Extracted data entries:
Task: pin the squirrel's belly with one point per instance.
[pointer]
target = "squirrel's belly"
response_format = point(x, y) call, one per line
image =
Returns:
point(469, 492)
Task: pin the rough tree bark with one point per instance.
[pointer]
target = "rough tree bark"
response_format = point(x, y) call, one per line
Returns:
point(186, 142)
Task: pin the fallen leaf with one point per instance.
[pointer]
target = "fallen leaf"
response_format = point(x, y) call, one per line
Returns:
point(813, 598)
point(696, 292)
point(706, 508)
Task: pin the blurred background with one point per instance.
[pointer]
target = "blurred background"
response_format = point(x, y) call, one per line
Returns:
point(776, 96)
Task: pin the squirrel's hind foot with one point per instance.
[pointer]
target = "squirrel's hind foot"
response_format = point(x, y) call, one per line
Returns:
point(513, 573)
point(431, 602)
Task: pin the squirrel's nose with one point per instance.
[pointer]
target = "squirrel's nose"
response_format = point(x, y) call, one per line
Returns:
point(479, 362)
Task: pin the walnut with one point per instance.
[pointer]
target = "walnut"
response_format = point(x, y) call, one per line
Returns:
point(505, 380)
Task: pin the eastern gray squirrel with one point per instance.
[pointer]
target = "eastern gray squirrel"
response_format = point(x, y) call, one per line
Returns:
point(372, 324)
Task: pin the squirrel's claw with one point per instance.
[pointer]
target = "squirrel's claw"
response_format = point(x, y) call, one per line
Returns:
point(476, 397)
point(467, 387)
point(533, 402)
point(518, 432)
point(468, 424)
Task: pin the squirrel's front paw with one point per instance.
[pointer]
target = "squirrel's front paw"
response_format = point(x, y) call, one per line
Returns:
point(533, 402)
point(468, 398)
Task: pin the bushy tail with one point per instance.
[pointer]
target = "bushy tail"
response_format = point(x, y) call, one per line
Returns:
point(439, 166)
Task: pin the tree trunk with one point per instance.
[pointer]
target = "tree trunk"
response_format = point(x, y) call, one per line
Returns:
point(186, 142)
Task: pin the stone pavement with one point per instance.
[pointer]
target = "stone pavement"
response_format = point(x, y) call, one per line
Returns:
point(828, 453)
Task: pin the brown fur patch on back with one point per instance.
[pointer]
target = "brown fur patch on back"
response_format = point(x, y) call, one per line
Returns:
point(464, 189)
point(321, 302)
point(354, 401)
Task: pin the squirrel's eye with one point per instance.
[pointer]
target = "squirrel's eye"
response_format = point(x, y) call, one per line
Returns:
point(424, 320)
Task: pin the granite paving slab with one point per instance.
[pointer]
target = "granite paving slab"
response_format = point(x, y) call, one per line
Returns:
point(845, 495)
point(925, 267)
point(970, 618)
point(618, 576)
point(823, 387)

» REQUEST:
Can you reproduce the listing above with every "pin" swapped for "mark", leaving everything else as it is?

» EXERCISE SOLUTION:
Task: mark the squirrel's belly with one point per instance.
[pointer]
target = "squirrel's belly"
response_format = point(x, y) call, one per line
image =
Returns:
point(469, 492)
Task: mark the rough tree bark with one point per instance.
[pointer]
target = "rough tree bark"
response_format = point(x, y) call, one per line
Returns:
point(186, 142)
Task: mark the fallen leaf with one point per instance.
[pointer]
target = "fallen leaf"
response_format = point(x, y) call, one per line
Returns:
point(813, 598)
point(696, 292)
point(706, 508)
Task: mark the blurred background with one point per instance.
[pointer]
target = "blurred background"
response_format = point(x, y) call, one per line
Returns:
point(776, 96)
Task: mark the squirrel's hind foot with one point per instance.
[pointer]
target = "squirrel's hind foot"
response_format = point(x, y) call, one per line
Returns:
point(513, 573)
point(431, 602)
Task: mark the squirrel's nose with one point per instance.
[pointer]
target = "squirrel's nose"
response_format = point(x, y) call, one per line
Returns:
point(479, 362)
Task: mark the walnut with one point per instance.
[pointer]
target = "walnut"
response_format = point(x, y) call, one per line
Returns:
point(505, 380)
Task: mark the eastern gray squirrel with one point per instance.
[pointer]
target = "eastern gray squirrel"
response_format = point(x, y) call, one per line
Returns:
point(372, 324)
Task: mark the squirrel's claw with one point per instance.
[pointer]
target = "squirrel's claw"
response_format = point(x, y) call, one per line
Returns:
point(476, 397)
point(467, 387)
point(533, 402)
point(518, 432)
point(468, 424)
Task: mark the squirrel's front paw with one point per instance.
[pointer]
target = "squirrel's front paw"
response_format = point(x, y) call, one per line
Returns:
point(533, 402)
point(468, 398)
Task: mark the bushy tail with one point per instance.
[pointer]
target = "bushy tail"
response_format = point(x, y) call, one per line
Returns:
point(439, 166)
Task: mark the tree trunk with one point per instance.
[pointer]
target = "tree trunk"
response_format = point(x, y) call, one per line
Returns:
point(186, 142)
Task: mark the stone pavement with one point per instance.
[pointer]
target = "stone pavement"
response_format = point(x, y) call, one per line
Returns:
point(828, 453)
Task: mark the brown fur patch on back with one point per instance.
[pointer]
target = "brown fur patch on back"
response_format = point(x, y) call, one per line
Returns:
point(464, 189)
point(321, 302)
point(354, 401)
Task: mark the squirrel's eye with one point per instance.
[pointer]
target = "squirrel's eye"
response_format = point(x, y) call, one per line
Returns:
point(424, 320)
Task: mark the granite paving slab with one point per instance.
[pointer]
target = "granite paving slab"
response_format = point(x, y) call, one per line
Returns:
point(845, 495)
point(925, 267)
point(970, 618)
point(618, 576)
point(823, 387)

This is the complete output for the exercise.